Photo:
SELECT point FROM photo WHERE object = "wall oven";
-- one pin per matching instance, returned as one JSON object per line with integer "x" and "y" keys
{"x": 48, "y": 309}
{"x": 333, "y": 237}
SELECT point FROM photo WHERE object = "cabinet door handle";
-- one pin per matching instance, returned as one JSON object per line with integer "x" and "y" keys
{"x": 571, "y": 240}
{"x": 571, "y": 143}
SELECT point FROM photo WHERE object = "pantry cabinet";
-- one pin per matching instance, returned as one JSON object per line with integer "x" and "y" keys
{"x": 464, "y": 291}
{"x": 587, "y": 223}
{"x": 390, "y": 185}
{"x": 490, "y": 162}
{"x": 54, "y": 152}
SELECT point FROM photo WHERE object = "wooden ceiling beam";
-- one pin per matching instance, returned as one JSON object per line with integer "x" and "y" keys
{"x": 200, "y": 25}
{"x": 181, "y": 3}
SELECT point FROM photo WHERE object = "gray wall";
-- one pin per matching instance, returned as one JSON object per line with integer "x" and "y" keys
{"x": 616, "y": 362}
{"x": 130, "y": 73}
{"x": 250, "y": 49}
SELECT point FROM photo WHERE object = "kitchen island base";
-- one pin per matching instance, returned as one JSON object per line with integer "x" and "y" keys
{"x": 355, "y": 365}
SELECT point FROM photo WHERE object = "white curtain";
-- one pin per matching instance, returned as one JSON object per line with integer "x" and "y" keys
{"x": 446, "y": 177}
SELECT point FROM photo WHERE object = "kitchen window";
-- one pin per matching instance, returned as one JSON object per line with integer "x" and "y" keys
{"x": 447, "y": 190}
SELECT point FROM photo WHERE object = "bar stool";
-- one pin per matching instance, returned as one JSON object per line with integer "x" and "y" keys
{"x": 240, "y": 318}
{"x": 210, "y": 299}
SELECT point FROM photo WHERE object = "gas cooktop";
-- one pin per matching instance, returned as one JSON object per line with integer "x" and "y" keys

···

◆ **WORK ORDER**
Restate the records above word for word, omitting nothing.

◆ **RESPONSE TO THIS TASK**
Photo:
SELECT point FROM photo WHERE object = "wall oven";
-- one pin per matching instance, returned as one JSON object per line with integer "x" and "y" keys
{"x": 48, "y": 309}
{"x": 333, "y": 237}
SELECT point FROM photo WHERE object = "cabinet door handle";
-- one pin per matching instance, returned as one JSON object per line with integer "x" and "y" keys
{"x": 571, "y": 240}
{"x": 571, "y": 143}
SELECT point FROM photo WHERE object = "pantry cabinet";
-- one pin per matching instance, returned as one JSON object per line with integer "x" and "y" keys
{"x": 464, "y": 291}
{"x": 587, "y": 223}
{"x": 390, "y": 185}
{"x": 490, "y": 162}
{"x": 54, "y": 152}
SELECT point FROM photo WHERE object = "wooden ceiling beam";
-- one pin per matching instance, returned as one JSON object per line with integer "x" and "y" keys
{"x": 200, "y": 25}
{"x": 181, "y": 3}
SELECT point FROM photo WHERE object = "gray wall";
-- one pin per matching instance, returned as one JSON object per line with integer "x" and "y" keys
{"x": 616, "y": 362}
{"x": 130, "y": 73}
{"x": 250, "y": 49}
SELECT point FROM photo WHERE object = "kitchen island base";
-- one pin per matching instance, returned as one JSON object per line with integer "x" and "y" keys
{"x": 355, "y": 365}
SELECT point FROM photo WHERE object = "white curtain";
-- one pin per matching instance, returned as one JSON object per line with integer "x" and "y" keys
{"x": 446, "y": 177}
SELECT point FROM photo WHERE object = "kitchen window";
-- one pin per matching instance, returned as one JSON object per line with integer "x" and "y" keys
{"x": 447, "y": 190}
SELECT point FROM photo WHERE object = "bar stool";
-- one pin per matching instance, returned as one JSON object per line with integer "x" and "y" keys
{"x": 240, "y": 318}
{"x": 210, "y": 299}
SELECT point FROM photo WHERE object = "gas cooktop";
-- one pin per matching instance, returned as one JSON object per line with integer "x" and "y" keys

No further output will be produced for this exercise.